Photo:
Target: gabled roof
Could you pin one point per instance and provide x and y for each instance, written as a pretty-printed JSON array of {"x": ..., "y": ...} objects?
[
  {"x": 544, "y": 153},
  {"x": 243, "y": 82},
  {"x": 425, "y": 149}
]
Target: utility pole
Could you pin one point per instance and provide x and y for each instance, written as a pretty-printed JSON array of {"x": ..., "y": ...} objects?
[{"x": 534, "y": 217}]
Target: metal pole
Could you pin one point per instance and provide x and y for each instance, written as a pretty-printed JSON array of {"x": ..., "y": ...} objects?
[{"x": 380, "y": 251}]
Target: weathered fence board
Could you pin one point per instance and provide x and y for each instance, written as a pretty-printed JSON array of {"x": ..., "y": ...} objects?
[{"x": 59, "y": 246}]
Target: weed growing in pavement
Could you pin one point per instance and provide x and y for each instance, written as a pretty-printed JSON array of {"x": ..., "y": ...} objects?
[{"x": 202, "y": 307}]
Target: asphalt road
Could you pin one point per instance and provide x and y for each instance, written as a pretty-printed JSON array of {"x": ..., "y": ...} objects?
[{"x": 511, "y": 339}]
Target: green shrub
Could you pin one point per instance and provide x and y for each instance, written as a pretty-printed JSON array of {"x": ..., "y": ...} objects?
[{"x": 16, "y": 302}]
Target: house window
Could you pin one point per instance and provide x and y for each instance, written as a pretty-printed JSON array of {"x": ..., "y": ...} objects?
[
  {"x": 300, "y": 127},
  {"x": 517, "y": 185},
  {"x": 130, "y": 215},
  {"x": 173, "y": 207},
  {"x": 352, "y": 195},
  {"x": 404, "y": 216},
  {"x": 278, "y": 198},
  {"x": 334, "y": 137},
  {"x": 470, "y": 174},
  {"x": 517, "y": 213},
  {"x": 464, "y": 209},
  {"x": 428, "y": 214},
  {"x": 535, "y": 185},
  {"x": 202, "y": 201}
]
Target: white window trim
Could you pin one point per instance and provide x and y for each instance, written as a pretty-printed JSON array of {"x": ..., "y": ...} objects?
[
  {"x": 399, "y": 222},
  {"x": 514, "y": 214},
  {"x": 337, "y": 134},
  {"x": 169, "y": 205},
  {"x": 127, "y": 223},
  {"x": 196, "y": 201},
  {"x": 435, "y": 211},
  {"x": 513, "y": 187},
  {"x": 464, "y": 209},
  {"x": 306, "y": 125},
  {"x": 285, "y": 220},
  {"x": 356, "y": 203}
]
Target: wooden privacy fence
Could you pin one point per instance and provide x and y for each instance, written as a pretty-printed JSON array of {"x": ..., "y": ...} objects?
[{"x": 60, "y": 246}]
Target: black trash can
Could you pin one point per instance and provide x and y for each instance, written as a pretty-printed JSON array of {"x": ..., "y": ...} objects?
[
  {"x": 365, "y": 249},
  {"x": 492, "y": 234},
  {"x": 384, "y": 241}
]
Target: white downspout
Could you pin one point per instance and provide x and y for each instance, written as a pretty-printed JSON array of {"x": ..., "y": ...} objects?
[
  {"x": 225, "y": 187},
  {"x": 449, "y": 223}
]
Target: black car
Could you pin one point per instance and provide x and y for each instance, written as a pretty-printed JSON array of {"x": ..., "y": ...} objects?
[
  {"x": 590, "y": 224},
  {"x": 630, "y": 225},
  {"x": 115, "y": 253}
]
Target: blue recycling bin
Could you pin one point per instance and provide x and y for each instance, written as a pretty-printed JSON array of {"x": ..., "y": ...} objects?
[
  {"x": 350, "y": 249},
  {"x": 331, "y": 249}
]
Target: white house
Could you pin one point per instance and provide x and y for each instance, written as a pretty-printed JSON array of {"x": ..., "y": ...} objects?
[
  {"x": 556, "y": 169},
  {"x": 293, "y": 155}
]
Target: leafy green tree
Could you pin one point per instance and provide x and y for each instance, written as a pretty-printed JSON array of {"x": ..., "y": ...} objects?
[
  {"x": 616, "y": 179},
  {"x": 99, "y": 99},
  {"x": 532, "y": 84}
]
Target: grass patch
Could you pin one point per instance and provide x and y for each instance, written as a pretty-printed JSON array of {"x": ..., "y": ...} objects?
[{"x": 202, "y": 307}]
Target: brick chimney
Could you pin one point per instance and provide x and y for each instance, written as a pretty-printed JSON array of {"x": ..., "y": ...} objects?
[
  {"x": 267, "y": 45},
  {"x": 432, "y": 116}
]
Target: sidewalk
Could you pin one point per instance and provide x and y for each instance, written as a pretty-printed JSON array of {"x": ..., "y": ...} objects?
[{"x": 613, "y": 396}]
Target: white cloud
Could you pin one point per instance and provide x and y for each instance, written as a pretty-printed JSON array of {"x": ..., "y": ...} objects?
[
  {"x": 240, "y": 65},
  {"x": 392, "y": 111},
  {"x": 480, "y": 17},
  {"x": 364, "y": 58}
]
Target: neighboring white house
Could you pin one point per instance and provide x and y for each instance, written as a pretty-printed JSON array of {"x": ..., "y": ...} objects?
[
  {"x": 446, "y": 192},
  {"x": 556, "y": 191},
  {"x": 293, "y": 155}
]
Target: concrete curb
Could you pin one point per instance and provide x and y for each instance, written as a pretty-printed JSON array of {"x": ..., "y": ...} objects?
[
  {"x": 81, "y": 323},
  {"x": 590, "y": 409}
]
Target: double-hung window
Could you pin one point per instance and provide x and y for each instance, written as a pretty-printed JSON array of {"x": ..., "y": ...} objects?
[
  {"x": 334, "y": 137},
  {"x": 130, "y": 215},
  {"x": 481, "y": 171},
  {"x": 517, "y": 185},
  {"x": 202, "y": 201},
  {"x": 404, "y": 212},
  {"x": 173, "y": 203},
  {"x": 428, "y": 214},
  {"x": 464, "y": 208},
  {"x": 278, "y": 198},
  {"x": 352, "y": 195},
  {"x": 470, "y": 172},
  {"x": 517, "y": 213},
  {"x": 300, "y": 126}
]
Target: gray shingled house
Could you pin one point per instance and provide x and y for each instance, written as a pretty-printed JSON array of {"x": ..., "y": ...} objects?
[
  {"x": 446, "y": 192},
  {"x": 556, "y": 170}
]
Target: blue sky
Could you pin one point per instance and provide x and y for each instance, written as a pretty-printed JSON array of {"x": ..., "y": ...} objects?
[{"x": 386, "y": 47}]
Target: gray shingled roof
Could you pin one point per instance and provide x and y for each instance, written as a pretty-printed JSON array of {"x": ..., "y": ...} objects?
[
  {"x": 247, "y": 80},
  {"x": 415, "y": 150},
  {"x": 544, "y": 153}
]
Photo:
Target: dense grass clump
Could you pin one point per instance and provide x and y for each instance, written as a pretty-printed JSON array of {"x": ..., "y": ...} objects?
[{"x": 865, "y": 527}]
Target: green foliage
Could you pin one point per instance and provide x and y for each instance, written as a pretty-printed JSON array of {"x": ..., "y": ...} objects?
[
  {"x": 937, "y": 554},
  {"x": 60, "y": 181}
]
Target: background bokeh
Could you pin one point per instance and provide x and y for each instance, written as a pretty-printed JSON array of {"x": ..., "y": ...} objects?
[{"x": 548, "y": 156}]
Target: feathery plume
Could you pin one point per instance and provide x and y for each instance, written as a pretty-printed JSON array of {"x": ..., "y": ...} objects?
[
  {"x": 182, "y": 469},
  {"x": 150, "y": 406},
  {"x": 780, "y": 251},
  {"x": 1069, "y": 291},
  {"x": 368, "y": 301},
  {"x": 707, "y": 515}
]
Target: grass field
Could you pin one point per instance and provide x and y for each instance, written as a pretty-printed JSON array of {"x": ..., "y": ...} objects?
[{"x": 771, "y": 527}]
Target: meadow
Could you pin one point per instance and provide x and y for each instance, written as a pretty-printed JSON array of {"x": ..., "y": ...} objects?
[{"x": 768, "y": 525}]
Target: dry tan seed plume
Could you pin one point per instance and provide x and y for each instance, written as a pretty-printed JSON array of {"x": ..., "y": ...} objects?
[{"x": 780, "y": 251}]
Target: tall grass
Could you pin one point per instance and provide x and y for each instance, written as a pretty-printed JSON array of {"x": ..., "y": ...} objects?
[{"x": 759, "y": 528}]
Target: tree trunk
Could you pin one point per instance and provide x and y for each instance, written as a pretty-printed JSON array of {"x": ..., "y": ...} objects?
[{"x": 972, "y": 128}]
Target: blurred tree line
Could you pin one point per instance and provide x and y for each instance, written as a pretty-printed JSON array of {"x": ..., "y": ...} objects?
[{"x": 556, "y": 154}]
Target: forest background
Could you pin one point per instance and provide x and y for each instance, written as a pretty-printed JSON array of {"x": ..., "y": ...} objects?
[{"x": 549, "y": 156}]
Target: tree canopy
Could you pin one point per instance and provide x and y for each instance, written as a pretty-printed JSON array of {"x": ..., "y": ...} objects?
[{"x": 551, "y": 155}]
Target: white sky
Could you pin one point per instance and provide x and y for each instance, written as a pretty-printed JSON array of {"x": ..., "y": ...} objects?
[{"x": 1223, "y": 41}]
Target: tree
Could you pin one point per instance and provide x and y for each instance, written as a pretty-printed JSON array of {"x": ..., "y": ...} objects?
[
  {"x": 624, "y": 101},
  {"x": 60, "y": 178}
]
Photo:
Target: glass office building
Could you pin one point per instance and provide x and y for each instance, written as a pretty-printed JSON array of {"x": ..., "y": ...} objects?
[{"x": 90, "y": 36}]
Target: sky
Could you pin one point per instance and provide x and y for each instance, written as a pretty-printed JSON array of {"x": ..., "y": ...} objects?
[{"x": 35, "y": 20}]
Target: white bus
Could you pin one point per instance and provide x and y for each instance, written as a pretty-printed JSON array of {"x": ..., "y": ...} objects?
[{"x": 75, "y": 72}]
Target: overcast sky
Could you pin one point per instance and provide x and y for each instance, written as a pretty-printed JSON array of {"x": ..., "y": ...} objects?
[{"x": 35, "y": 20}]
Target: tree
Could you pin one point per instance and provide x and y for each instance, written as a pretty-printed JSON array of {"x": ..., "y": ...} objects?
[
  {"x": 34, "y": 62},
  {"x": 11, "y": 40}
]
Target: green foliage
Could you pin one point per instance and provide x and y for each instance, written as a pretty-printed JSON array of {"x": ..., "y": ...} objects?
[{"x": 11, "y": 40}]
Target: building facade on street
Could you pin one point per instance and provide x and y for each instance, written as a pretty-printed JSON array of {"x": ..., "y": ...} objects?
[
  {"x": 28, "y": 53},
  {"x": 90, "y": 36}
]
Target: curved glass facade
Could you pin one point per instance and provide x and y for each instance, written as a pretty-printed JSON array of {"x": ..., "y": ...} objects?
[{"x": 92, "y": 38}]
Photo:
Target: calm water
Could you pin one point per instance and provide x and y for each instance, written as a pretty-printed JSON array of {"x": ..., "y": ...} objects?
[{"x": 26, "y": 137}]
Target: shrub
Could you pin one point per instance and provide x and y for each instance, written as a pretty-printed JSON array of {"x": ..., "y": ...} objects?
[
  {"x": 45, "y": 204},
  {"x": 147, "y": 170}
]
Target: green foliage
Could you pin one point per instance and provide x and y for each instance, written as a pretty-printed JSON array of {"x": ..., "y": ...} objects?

◇ ◇ ◇

* Aim of the exercise *
Repeat exactly the lines from the one containing "Target: shrub" through the last line of the records above, both included, and nothing else.

* Exercise result *
Target: shrub
Could you pin one point per instance and provide x and y for each instance, written as a pretty-printed JSON array of {"x": ..., "y": ...} objects?
[
  {"x": 45, "y": 204},
  {"x": 147, "y": 170}
]
Target: green foliage
Could you pin one point per instance and provide x and y for each instance, written as a pretty-printed JSON array of {"x": ..., "y": ...} objects?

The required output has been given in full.